Your instructions> Write out every one of the records below word for word, but leave the pictures out.

The input>
--*--

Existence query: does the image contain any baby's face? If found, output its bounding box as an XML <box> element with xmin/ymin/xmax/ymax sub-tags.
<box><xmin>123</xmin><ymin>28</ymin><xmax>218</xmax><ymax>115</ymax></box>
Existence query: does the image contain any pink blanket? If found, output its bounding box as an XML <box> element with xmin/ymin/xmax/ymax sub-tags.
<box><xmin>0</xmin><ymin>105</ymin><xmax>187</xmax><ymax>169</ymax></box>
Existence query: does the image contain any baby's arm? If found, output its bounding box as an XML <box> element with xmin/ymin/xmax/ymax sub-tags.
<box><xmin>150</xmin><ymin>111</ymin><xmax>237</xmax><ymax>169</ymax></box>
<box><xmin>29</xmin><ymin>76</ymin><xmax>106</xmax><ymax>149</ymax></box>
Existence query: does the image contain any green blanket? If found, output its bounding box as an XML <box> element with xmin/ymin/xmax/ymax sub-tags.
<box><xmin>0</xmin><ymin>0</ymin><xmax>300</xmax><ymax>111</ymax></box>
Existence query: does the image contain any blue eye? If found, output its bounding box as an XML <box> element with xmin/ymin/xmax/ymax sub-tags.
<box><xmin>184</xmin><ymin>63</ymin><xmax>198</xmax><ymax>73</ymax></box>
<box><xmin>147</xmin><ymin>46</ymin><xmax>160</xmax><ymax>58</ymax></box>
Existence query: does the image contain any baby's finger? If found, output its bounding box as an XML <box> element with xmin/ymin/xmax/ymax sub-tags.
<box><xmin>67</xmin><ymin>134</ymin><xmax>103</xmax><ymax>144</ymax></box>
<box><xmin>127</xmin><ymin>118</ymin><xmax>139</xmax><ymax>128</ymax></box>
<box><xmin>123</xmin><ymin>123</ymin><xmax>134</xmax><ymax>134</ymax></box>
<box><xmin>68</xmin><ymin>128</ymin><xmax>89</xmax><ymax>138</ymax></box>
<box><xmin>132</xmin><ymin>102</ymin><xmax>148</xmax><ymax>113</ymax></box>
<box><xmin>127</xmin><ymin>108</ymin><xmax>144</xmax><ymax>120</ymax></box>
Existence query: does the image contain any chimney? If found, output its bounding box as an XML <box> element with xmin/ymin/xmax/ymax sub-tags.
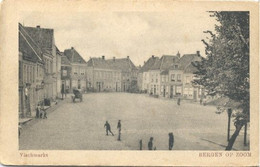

--*--

Task output>
Existence query: does the image contain any baby's face? If found, output its bounding box as an XML <box> element with xmin/ymin/xmax/ymax sub-tags.
<box><xmin>123</xmin><ymin>28</ymin><xmax>218</xmax><ymax>115</ymax></box>
Existence query: does the image contain any pink blanket? If found, output its bounding box as an XML <box> element with xmin/ymin/xmax/ymax sub-tags.
<box><xmin>0</xmin><ymin>105</ymin><xmax>187</xmax><ymax>169</ymax></box>
Existence query: does the image contain any baby's arm? If found, output its bounding box as an XML <box> element with xmin/ymin/xmax/ymax sub-tags.
<box><xmin>150</xmin><ymin>111</ymin><xmax>237</xmax><ymax>169</ymax></box>
<box><xmin>29</xmin><ymin>76</ymin><xmax>106</xmax><ymax>149</ymax></box>
Existence query: does the image contain any green blanket? If found, output its bounding box as an XML <box> element with xmin/ymin/xmax/ymax sub-tags.
<box><xmin>0</xmin><ymin>0</ymin><xmax>300</xmax><ymax>111</ymax></box>
Existence query: does the image contain any blue eye? If found, output its bounding box as an XML <box> element with xmin/ymin/xmax/ymax sub-tags.
<box><xmin>184</xmin><ymin>63</ymin><xmax>198</xmax><ymax>73</ymax></box>
<box><xmin>147</xmin><ymin>46</ymin><xmax>160</xmax><ymax>58</ymax></box>
Existence query: does the image contain any baby's finger? If found, output its bounding box as an XML <box> element with xmin/ymin/xmax/ymax sub-tags.
<box><xmin>67</xmin><ymin>134</ymin><xmax>103</xmax><ymax>144</ymax></box>
<box><xmin>127</xmin><ymin>118</ymin><xmax>139</xmax><ymax>128</ymax></box>
<box><xmin>123</xmin><ymin>123</ymin><xmax>134</xmax><ymax>134</ymax></box>
<box><xmin>68</xmin><ymin>128</ymin><xmax>89</xmax><ymax>138</ymax></box>
<box><xmin>132</xmin><ymin>102</ymin><xmax>148</xmax><ymax>113</ymax></box>
<box><xmin>127</xmin><ymin>108</ymin><xmax>144</xmax><ymax>120</ymax></box>
Existence query: does the image contain any chimney? If found, output its bounding box as an XML <box> element with xmin/ymin/xmax/ymax sub-tags.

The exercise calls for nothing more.